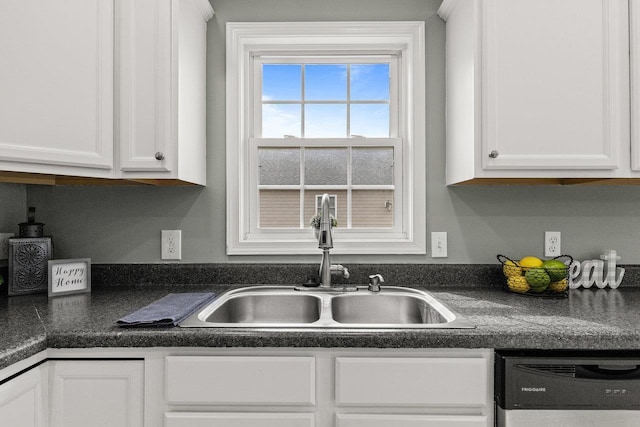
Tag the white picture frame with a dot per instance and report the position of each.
(69, 276)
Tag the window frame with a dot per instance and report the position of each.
(244, 42)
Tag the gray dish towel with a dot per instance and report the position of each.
(167, 311)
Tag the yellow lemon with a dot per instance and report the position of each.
(530, 261)
(558, 286)
(518, 284)
(509, 268)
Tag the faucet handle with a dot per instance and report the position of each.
(374, 282)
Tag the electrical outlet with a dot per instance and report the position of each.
(4, 245)
(552, 244)
(171, 244)
(438, 244)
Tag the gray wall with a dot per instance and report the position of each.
(122, 224)
(13, 199)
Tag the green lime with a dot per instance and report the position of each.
(538, 279)
(555, 269)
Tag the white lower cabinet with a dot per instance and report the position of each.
(23, 399)
(250, 387)
(327, 388)
(97, 393)
(243, 380)
(238, 419)
(377, 420)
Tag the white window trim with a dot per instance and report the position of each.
(244, 39)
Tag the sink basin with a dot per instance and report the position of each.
(274, 307)
(385, 308)
(287, 307)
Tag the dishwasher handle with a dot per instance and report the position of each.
(608, 372)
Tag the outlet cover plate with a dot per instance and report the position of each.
(552, 246)
(4, 245)
(171, 244)
(438, 244)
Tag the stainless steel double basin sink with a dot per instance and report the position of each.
(286, 307)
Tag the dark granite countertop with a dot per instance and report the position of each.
(589, 319)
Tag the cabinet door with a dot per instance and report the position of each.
(233, 419)
(23, 401)
(56, 85)
(378, 420)
(241, 380)
(412, 382)
(147, 90)
(97, 393)
(554, 83)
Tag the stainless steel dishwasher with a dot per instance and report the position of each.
(567, 389)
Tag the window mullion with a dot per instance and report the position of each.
(302, 102)
(349, 194)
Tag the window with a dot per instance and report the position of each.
(317, 108)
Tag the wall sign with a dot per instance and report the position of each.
(69, 276)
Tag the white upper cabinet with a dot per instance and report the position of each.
(104, 89)
(56, 86)
(537, 89)
(634, 20)
(162, 93)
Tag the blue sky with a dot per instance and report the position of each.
(325, 82)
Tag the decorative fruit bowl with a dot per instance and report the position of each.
(536, 277)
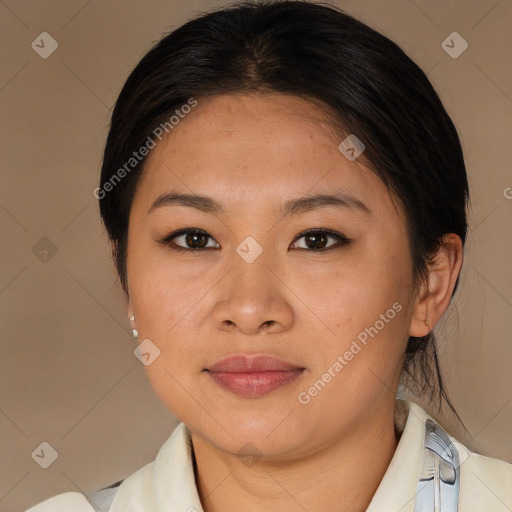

#####

Your goal: Repeat word for word the lines starting at the one with "Tag the decorative" and ending at the final line of the records above, both included; no pictures.

Answer area:
Tag the decorative fruit bowl with a dot per instance and report the position of each.
(536, 277)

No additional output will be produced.